Extrait du texte —
● ● ● ● ●

Des connivences se sont installées. Un échange avec Christine Jeanney, dont le Journal de bord des Vagues m’a tellement apporté et aidé dans mon immersion dans ce livre, se produit de temps à autre. Là, c’est à propos de sa traduction de la nouvelle de Virginia Woolf Kew Gardens, que nous correspondons. Après sa traduction, que j’ai suivie sur son site Tentatives, Christine qui est aussi plasticienne a réalisé un livret format flutter ( terme qui m’était inconnu!). Elle le présente ainsi :
« le
livret Kg ressemble
à un leporello, mais le leporello est d’ordinaire une longue bande
de papier ou de cartonnette pliée sans qu’il y ait collage entre
chaque page
le livret
Kg est
un Flutter
book,
"flutter"

● ● ● ● ●

Données fournies —
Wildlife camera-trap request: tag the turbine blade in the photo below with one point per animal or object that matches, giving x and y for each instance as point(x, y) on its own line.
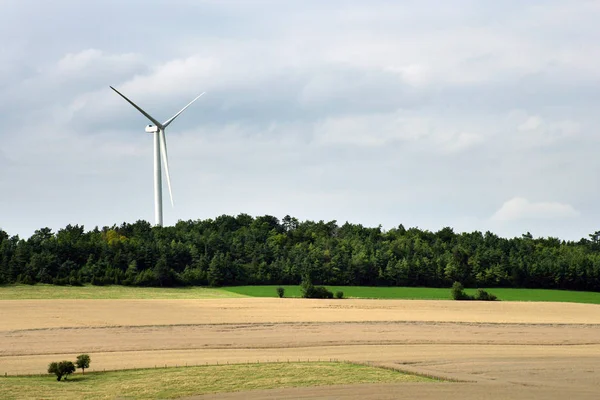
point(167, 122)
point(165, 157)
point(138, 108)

● ● ● ● ●

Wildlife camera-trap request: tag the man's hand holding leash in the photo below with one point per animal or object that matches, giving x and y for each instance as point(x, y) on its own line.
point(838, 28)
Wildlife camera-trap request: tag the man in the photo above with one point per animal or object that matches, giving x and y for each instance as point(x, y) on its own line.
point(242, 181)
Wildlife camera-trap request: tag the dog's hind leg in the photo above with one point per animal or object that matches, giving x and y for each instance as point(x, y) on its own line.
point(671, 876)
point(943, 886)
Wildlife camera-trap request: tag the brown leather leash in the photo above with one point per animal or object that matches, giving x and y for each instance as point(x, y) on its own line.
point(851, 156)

● ● ● ● ●

Exercices —
1. Répondez à ces questions sur l'extrait consacré au livret de Christine Jeanney :
(a) Quelle nouvelle de Virginia Woolf Christine Jeanney a-t-elle traduite ?
(b) Sur quel site cette traduction a-t-elle été suivie ?
(c) Selon la présentation citée, de quel type de livre le livret Kg relève-t-il ?
2. Rédigez la suite de l'extrait sur le livret de Christine Jeanney, à partir de sa dernière ligne.

Corrigé —
1.
(a) Kew Gardens.
(b) Sur son site Tentatives.
(c) C'est un flutter book.

2.
signifiant en anglais palpiter, battre des ailes (ce qui rappelle le
vol erratique des papillons de
Kew gardens) » .
Elle parle d’un texte devenu objet à façonner. Elle décrit
également toute la méthode pour le fabriquer soi-même. Mes
compétences manuelles étant nulles j’ai préféré lui demander
un exemplaire tout prêt qu’elle m’a fait parvenir avec beaucoup
de gentillesse. J’aime bien cette nouvelle, je prends d’ailleurs
beaucoup de plaisir à lire ou relire les nouvelles de VW. Dans
celle-ci,
publiée
en 1919, on retrouve la technique de narration liée au flux de
conscience. La
narratrice sillonne les allées du jardin de Londres, Kew gardens,
près
duquel Virginia a vécu dans sa jeunesse, et
offre au
lecteur
des évocations de passants qui
traversent les lieux
ou se
penche sur
la vie des plantes ou animales que
l’on peut y rencontrer. On se demande si ce n’est pas le jardin
lui-même qui nous parle . Des promeneurs échangent des propos, une
histoire pourrait commencer à s’écrire, mais ce sont d’autres
personnages qui prennent le devant de la scène ou un escargot !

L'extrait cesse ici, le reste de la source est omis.